- **Problem details**:
Return the records below without any change, starting with their first line and going on through the line containing "x=175 y=289", including both.

---+---

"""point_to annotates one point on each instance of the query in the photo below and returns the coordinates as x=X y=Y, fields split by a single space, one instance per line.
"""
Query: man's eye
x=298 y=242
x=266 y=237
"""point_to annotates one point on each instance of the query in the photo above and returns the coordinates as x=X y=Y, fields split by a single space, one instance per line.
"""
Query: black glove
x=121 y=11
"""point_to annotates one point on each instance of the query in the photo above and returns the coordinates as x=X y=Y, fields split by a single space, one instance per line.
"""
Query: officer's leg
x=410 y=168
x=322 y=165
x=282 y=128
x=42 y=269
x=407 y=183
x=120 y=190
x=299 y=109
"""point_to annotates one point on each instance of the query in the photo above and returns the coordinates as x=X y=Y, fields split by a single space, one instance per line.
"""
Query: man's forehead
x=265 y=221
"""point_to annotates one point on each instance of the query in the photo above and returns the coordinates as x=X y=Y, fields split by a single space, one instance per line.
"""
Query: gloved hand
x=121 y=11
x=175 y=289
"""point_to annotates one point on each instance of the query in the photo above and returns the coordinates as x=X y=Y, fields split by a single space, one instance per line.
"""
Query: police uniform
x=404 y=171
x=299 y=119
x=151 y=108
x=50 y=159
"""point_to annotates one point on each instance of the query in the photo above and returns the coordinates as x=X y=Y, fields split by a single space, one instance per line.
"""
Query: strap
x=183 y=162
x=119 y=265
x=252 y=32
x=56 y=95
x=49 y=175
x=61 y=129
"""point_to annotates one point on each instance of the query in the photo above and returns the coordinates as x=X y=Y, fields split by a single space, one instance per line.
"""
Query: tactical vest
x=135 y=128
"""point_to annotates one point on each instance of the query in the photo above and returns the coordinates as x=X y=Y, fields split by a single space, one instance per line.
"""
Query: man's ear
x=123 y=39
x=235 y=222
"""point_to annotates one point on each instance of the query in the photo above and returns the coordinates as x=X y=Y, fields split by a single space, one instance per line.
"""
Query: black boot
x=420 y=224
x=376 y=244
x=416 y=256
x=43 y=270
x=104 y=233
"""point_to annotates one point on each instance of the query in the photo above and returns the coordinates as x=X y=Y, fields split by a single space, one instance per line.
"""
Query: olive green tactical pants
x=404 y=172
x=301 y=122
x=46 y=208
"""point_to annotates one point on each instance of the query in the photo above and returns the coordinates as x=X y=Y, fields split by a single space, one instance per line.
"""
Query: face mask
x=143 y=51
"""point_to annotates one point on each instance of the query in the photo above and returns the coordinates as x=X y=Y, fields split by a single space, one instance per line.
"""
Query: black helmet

---+---

- **Output of the exercise**:
"""point_to annotates one point on each instance of the query in the photo below and returns the coordinates as x=X y=Y, fields split by a single space, one instance per line.
"""
Query: man's eye
x=298 y=242
x=266 y=237
"""point_to annotates one point on each instance of the query in the photo above and returns the coordinates as x=X y=Y, fields split by a single space, one instance per line.
"""
Query: black glove
x=121 y=11
"""point_to annotates one point on each instance of the query in the photo above and returns the coordinates as x=X y=Y, fields split by a single space, one instance per line.
"""
Query: officer's leg
x=410 y=168
x=322 y=165
x=282 y=128
x=42 y=269
x=407 y=183
x=120 y=190
x=299 y=109
"""point_to annotates one point on each instance of the query in the photo above and returns the coordinates as x=X y=Y, fields split by a single space, one instance per line.
"""
Query: man's forehead
x=265 y=221
"""point_to annotates one point on each instance of the query in the photo above and returns the coordinates as x=X y=Y, fields split by a single space, one instance per line.
"""
Query: gloved hand
x=121 y=11
x=175 y=289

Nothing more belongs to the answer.